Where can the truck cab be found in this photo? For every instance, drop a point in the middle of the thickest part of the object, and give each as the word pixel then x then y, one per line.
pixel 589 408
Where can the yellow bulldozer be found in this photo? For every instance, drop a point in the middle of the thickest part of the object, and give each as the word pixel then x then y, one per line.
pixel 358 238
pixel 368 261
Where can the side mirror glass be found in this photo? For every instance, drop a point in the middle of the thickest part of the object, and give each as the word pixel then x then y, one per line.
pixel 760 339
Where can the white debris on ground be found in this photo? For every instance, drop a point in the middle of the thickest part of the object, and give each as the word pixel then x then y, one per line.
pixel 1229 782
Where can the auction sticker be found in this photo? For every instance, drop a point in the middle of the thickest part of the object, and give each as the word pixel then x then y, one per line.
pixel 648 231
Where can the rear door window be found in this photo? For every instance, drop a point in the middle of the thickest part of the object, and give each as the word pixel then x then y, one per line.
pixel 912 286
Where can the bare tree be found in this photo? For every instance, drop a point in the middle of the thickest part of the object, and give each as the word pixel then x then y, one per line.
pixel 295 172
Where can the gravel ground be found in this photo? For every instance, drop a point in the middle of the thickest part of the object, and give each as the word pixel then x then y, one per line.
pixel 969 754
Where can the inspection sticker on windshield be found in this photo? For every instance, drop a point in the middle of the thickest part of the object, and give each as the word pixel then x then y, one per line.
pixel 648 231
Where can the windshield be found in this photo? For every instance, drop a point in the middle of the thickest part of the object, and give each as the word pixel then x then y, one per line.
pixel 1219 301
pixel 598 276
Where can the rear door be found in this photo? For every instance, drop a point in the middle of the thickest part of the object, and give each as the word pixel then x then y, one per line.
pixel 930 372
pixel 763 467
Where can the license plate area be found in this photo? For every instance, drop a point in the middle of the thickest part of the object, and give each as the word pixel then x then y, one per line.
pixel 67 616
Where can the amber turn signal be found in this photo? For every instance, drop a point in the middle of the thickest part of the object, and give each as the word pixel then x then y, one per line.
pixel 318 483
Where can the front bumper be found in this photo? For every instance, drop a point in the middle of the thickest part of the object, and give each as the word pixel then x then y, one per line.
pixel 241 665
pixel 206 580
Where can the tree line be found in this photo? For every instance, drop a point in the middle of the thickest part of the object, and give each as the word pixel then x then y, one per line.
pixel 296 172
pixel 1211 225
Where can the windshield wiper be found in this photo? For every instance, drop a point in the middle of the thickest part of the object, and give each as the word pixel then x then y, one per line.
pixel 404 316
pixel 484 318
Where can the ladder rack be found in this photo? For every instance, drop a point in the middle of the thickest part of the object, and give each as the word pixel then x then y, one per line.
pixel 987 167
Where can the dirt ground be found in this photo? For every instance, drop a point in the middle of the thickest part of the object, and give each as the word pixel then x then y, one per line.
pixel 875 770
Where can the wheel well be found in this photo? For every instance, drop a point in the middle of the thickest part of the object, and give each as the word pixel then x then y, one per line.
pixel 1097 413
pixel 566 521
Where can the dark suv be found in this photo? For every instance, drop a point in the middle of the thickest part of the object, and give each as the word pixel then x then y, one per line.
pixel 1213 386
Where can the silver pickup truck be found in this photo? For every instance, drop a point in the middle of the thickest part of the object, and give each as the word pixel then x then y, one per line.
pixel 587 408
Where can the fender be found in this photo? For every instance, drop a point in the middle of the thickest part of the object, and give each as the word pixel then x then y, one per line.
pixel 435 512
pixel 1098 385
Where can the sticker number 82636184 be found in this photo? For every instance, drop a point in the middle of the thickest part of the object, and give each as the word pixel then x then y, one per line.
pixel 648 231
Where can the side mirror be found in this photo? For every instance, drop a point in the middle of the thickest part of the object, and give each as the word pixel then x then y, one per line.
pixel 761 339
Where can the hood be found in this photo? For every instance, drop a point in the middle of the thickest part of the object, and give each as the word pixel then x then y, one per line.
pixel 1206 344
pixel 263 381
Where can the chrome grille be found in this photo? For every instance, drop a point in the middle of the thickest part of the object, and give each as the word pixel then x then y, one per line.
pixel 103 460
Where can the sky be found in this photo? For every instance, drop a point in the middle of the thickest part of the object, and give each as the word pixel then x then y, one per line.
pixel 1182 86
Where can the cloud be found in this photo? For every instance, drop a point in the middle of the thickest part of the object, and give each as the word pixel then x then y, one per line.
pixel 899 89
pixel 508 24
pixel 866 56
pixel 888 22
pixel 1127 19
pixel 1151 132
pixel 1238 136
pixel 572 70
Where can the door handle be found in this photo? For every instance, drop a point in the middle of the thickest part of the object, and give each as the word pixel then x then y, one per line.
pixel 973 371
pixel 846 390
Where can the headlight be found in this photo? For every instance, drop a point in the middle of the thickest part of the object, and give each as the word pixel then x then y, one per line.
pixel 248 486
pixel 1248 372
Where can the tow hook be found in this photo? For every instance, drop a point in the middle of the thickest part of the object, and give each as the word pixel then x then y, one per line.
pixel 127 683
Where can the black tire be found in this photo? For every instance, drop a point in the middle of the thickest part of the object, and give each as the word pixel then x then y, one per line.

===============

→ **WHAT IS EXPECTED**
Look at the entries above. Then set all of them down again exactly.

→ **ANSWER SPACE**
Where can the truck cab be found in this photo? For every instance, drop a point in the middle of the thickest part of the object, and give each as the word pixel then x then y, one per line.
pixel 589 408
Where can the yellow bulldozer be found in this photo? For every instance, drop a point in the middle of the thickest part of the object, and give each as the word pixel then x then y, one per line.
pixel 358 238
pixel 368 261
Where can the side mirror glass be found in this photo? For every instance, drop a point in the middle of the thickest part of the object, and give each as the word pixel then x then y, one per line.
pixel 760 339
Where can the white debris on ground be found in this photo? For every instance, drop a point in the middle of the thickest part of the object, and give each as the word pixel then x then y, one per line.
pixel 1229 782
Where can the auction sticker be found in this photo? For every instance, drop a point in the middle of the thickest part of the object, and give each as the word pixel then x then y, one per line.
pixel 648 231
Where can the rear door window be found in this photo? For every instance, drop a point in the middle of the thickest part of the object, and give each as the word pixel then x then y, one per line.
pixel 912 286
Where can the bare tree be found in this photo? For every instance, drop a point in the middle of the thickest part of the object, and give each as the word pixel then x then y, one per line.
pixel 295 172
Where can the gravel ground be found in this photo? For every instance, drop a point in the middle of the thickest part of the object, and give each as the word pixel then x then y, one per line.
pixel 969 754
Where can the inspection sticker on windshield be found in this photo? For every instance, drop a point in the middle of the thickest part of the object, and give each as the word pixel then x then y, one per line.
pixel 648 231
Where can the windshield be found in this photo? For every instance, drop a point in the middle of the thickest part of the object, and give each as the word pixel then x then y, one per line.
pixel 1219 301
pixel 598 276
Where can the rear door be found in this photo? For every instance, drop a point in the middle of the thickest part of the object, and give each as the word pixel then x then y, one per line.
pixel 930 372
pixel 763 467
Where can the license plate area be found in this photo? For every instance, drop a point in the middle of the thickest part of the object, and give each as the word pixel then x then y, one per line.
pixel 67 616
Where can the amber turn signal be found in this photo? For every instance, drop a point in the middle of the thickest part of the object, and give each as the word pixel then x then y, one per line.
pixel 318 483
Where can the front bumper be found in this photo? For every instance, drop a point in the middle of the thickest part of the object, and give each as the word pixel then x then y, one per line.
pixel 241 665
pixel 206 580
Where can the tree line be found in this photo? For every instance, drop a point in the middle of the thickest part of the object, and give each as the word pixel then x then y, one per line.
pixel 296 172
pixel 1211 225
Where can the windshield wiper be found in this photo? For every instance, drop a point in the middle of the thickest part of the object, and give each as the word pixel then x then y, one per line.
pixel 404 316
pixel 484 318
Where can the ladder rack be found in this photo? For every instance, drop a point in the middle of the thickest part of the object, and give each as the word pixel then x then y, one per line.
pixel 987 167
Where can the dirt ground be found in this photo? For every instance, drop a point in the middle of the thickest part of the object, and give each as the word pixel then x then y, one per line.
pixel 875 770
Where can the wheel well be found in this photo? For every instance, drop a point in the middle of the thickest part of the object, and give each as the word pixel then x then y, one per line.
pixel 1097 413
pixel 566 521
Where can the dark suv be found in this photo? For every instance, drop a point in the middle of the thickest part of the object, and give each as the word pixel then x then y, one per line.
pixel 1213 386
Where can the silver pickup truck be found in this photo? For every instance, drop a point in the middle of the thickest part of the object, and give each as the word pixel then x then y, one per line.
pixel 587 408
Where can the fender be found in this photo? For every instance, drop a point in the middle of the thickest part of the object, and give each as the word pixel then x then y, one per line.
pixel 435 512
pixel 1098 385
Where can the sticker number 82636184 be found in this photo? For every instance, drop a point in the middle of the thickest part of the object, and give each as the word pixel then x then y, one per line.
pixel 648 231
Where can the side mirror be found in this photo? For every instance, drop a point in the middle of the thickest part of the object, and give each as the word pixel then x then y, one per line.
pixel 761 339
Where can the hood be found in this photo? For every instance, drop a point in the middle of the thickest part of the object, and give each as the word pixel then x then y, one per line.
pixel 1206 344
pixel 263 381
Where can the chrome grille be found in this photo? For every instance, drop a point in the middle of the thickest part of the object, and give each as the word pixel then x then y, one per line.
pixel 103 460
Where can the sky be found in this photo? For every instance, drop a point in the middle of the thickest part of the object, and give each as the word pixel then x then y, one per line.
pixel 1182 86
Where can the cloud be found in this photo? For every instance, drop a point in the middle of the thickest part of the object, and give each as the word pixel then x then y, one per line.
pixel 899 89
pixel 508 24
pixel 866 56
pixel 888 22
pixel 1127 19
pixel 1151 132
pixel 1238 136
pixel 572 70
Where can the door handle be found in this photo? For every instance, drop a point in the middle of the thickest part of the object, and give each as the word pixel then x then y, one per line.
pixel 973 371
pixel 846 390
Where can the headlight be found in this photo? For every instance, drop a point in the middle of the thickest part of the object, and give each as the word pixel then x then y, one per line.
pixel 248 486
pixel 1248 372
Where can the tow hook be found in this photo? For every instance, drop a point in the middle of the thickest part of the object, and give each as the word pixel then x then y, one per line.
pixel 127 683
Where can the black tire be found in this photo? For every instance, drop a point in the middle of the thickest part of the object, and give each as the word pixel then x then y, one per line.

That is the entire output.